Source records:
○ ○ ○ ○

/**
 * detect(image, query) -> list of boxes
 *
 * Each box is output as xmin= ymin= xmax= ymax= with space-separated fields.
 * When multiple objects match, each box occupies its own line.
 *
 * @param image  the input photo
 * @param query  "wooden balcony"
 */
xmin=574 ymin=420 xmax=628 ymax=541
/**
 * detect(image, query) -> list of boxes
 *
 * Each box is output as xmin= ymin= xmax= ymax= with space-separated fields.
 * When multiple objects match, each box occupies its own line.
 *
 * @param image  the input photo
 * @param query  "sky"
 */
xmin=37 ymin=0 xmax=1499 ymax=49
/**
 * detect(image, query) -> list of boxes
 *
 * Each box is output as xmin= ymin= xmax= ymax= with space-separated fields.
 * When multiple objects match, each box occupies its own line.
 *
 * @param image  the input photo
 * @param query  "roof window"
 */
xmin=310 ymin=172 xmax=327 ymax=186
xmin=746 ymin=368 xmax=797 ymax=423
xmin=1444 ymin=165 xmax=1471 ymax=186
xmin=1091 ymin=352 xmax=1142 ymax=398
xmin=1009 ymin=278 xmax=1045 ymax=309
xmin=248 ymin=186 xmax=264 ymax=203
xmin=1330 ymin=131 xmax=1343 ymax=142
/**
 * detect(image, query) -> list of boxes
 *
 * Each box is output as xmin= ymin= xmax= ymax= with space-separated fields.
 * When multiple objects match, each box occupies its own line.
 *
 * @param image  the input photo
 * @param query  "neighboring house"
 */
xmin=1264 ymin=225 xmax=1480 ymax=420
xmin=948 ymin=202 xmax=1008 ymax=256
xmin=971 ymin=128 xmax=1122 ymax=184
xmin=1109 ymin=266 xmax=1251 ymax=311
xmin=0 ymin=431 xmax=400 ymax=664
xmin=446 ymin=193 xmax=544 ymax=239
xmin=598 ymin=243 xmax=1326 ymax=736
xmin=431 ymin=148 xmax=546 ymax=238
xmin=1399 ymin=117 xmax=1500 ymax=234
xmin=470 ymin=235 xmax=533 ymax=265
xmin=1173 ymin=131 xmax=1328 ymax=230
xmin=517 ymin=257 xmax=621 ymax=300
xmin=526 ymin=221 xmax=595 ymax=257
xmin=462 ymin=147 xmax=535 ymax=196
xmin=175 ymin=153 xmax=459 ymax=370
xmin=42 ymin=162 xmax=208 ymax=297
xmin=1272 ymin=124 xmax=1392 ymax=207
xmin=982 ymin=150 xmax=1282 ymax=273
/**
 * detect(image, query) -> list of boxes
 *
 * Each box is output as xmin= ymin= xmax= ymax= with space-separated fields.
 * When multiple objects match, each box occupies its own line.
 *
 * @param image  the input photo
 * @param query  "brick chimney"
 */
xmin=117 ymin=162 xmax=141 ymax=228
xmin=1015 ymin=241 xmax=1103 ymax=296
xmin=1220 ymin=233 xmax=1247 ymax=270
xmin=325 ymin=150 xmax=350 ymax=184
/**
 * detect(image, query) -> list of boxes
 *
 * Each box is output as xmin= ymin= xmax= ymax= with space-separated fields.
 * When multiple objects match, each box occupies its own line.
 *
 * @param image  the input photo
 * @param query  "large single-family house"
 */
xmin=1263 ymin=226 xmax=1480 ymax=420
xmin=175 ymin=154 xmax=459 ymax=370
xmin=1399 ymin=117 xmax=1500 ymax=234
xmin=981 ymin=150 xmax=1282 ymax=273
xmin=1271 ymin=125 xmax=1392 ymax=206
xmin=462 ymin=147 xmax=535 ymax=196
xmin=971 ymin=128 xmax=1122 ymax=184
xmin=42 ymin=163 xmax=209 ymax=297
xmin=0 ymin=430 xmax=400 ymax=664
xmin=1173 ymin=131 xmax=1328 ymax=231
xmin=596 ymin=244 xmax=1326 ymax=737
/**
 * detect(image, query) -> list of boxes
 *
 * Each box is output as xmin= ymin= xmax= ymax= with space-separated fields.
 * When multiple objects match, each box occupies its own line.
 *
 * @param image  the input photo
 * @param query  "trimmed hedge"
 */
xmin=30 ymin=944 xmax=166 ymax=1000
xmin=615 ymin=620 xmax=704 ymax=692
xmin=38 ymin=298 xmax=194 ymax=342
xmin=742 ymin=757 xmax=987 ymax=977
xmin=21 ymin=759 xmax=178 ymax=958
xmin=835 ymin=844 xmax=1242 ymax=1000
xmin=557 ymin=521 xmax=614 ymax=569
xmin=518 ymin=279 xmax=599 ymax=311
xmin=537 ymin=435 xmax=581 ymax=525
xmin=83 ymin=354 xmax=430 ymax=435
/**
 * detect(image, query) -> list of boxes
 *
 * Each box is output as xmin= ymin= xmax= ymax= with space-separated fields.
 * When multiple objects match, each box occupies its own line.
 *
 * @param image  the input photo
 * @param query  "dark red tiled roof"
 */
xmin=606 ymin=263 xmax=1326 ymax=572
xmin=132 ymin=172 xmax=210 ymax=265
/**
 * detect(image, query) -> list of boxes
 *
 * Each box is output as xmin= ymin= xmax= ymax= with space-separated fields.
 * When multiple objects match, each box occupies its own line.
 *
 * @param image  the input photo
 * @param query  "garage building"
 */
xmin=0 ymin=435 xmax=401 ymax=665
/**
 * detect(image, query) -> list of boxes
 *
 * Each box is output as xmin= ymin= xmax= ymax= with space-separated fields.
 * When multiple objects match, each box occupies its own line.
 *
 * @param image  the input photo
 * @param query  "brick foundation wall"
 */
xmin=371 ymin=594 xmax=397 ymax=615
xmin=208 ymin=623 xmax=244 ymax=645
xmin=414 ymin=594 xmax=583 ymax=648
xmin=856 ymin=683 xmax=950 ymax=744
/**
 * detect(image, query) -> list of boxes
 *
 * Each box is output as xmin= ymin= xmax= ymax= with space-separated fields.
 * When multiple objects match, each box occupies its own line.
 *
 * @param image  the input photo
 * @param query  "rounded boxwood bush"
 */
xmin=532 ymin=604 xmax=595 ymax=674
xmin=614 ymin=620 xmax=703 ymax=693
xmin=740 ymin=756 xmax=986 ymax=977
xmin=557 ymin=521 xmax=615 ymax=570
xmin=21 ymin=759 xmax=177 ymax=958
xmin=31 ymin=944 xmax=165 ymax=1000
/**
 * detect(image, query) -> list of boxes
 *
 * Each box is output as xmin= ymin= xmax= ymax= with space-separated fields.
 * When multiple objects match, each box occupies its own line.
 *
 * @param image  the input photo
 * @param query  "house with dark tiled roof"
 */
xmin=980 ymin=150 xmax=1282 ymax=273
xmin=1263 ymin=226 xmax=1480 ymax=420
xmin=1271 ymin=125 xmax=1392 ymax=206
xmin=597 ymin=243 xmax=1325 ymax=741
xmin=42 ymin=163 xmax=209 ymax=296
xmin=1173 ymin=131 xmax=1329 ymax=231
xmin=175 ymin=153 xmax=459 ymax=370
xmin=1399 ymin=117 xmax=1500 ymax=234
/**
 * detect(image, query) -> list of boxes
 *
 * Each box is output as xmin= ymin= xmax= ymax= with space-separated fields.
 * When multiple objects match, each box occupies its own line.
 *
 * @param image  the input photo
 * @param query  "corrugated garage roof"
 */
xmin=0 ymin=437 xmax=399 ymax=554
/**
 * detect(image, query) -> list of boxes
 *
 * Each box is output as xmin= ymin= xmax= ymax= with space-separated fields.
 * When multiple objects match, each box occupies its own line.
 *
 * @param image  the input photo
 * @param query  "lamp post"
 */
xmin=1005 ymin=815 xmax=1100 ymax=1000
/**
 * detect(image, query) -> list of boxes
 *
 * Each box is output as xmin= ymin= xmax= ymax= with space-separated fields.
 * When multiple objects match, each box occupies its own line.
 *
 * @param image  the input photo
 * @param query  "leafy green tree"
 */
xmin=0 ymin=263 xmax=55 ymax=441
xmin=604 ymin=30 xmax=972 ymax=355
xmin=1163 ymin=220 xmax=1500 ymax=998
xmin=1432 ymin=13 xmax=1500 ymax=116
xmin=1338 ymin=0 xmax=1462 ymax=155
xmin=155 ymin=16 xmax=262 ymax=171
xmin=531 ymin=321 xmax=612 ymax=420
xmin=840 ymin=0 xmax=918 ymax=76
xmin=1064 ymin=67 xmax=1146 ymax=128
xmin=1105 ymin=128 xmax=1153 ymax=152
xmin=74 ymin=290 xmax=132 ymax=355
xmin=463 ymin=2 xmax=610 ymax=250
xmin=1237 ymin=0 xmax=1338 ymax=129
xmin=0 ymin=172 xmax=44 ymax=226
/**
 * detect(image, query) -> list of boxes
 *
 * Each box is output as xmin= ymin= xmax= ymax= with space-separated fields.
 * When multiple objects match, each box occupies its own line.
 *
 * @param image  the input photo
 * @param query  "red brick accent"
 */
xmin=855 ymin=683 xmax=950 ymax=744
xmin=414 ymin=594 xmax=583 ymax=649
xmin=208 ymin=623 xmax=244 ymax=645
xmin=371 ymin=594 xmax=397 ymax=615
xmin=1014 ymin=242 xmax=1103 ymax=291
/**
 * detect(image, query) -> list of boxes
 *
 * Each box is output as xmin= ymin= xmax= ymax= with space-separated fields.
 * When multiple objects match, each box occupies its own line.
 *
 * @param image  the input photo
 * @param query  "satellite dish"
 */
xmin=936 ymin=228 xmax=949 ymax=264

○ ○ ○ ○

WHAT THE TASK ASKS: State how many lines of the data above contain the word "brick", and include nothing other than that number.

SOLVED EXERCISE: 3